◆ Brief 1
Transcribe the saved entries listing below, starting at the line containing "</instance>" and running through the end of that listing, both ends included.

**** Extracted text ****

With us today, Gary Beasley. How are you doing, my friend?

Gary Beasley: I’m doing great, Joe. How are you?

Joe Fairless: I’m doing well, nice to have you on the show. A little bit about Gary – he is the CEO and co-founder of Roofstock, the first online marketplace for investing in leased single-family rental homes. Him and his company are based in Oakland, California. With that being said, Gary, do you want to give the Best Ever listeners a little bit more about your background and your current focus?

Gary Beasley: Sure, happy to. I’ve been at the intersection of real estate and technology for the majority of my career. I’ve spent some time in the resort and hotel business, I was CFO at one of the first online residential brokerages called ZipRealty; we took that public in ’04. Most recently, I got involved in the single-family rental business with some partner; we started buying homes during the downturn in 2009 and built a platform called Waypoint Homes, which we ultimately took public in 2014.

Currently, I’m running Roofstock, which I co-founded with Gregor Watson two years ago. As you mentioned, we’re the first marketplace that’s focused on selling homes that are investment homes, that have tenants in place. So you can buy them and have cashflow day one, and if you’re selling the homes, you don’t have to vacate them. So it’s very low cost, low friction, diligence is done upfront; you get to buy homes more like a book on Amazon. We’re really trying to increase liquidity and open up, democratize the investing market for real estate.

Joe Fairless: What’s the difference between Roofstock and Memphis Invest?

Gary Beasley: Memphis Invest, for those of you listeners who don’t know, is a turnkey company in Memphis. So with Memphis Invest you are buying homes that already have tenants in them. I think the difference would be when you come to Roofstock you could buy homes all over the country, and we have a little bit more variety of products, you can choose to use different property managers… I would say it’s similar in that you’re buying a cash-flowing product; it’s a much different UI in the ability to shop and buy properties, and you can buy them in many different markets around the country.

**** Dataset entries ****

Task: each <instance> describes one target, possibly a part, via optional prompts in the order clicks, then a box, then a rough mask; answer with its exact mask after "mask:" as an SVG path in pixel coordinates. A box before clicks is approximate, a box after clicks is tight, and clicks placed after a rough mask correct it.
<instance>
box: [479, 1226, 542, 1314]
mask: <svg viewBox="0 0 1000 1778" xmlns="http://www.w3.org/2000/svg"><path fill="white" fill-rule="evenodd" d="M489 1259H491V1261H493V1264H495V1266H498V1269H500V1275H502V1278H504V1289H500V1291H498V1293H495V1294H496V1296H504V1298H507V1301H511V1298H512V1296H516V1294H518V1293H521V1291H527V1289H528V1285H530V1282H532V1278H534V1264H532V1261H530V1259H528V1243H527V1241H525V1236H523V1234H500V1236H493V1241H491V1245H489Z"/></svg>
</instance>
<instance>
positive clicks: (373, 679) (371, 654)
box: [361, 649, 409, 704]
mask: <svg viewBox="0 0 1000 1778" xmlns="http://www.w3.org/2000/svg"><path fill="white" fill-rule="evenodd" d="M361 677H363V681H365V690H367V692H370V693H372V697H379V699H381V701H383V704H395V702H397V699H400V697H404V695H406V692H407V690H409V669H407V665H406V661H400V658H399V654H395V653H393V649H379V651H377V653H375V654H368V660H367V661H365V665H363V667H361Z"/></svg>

****

◆ Brief 2
Pick up the Roofstock interview transcript where it stops and continue it.

◆ Answer area 1
</instance>
<instance>
positive clicks: (373, 679) (371, 654)
box: [361, 649, 409, 704]
mask: <svg viewBox="0 0 1000 1778" xmlns="http://www.w3.org/2000/svg"><path fill="white" fill-rule="evenodd" d="M361 677H363V681H365V690H367V692H370V693H372V697H379V699H381V701H383V704H395V702H397V699H400V697H404V695H406V692H407V690H409V669H407V665H406V661H400V658H399V654H395V653H393V649H379V651H377V653H375V654H368V660H367V661H365V665H363V667H361Z"/></svg>

◆ Answer area 2
Joe Fairless: Okay. I’m really looking forward to diving in here, but I just wanted to comment that I hadn’t heard of Roofstock until — I think it was two days ago, and actually on my website I have a “Invest With Joe” form, and accredited investors who want to get to know me fill it out, and we can potentially partner on future stuff… And one of the gentlemen who reached out to me, he told me that he had invested with you all, and I hadn’t heard of it. He had a good experience, and I was like “Roofstock? I can’t believe I haven’t come across them before”, because I feel like I’ve interviewed everyone in this space.

It was cool, and it’s such a coincidence that two days ago I was doing some research on you all, and then I just happened to see on my calendar that I was talking to you today. So one, I just wanted to mention that as a point of social credibility for everyone listening, that I have spoken to someone who has invested with you all on a couple properties… So now a couple of follow-up questions on your business.

As an investor who is looking to purchase turnkey properties, it’s one thing to identify the opportunity, it’s another to successfully see it through from a management standpoint, so how do you all set up the investor for success on the latter part?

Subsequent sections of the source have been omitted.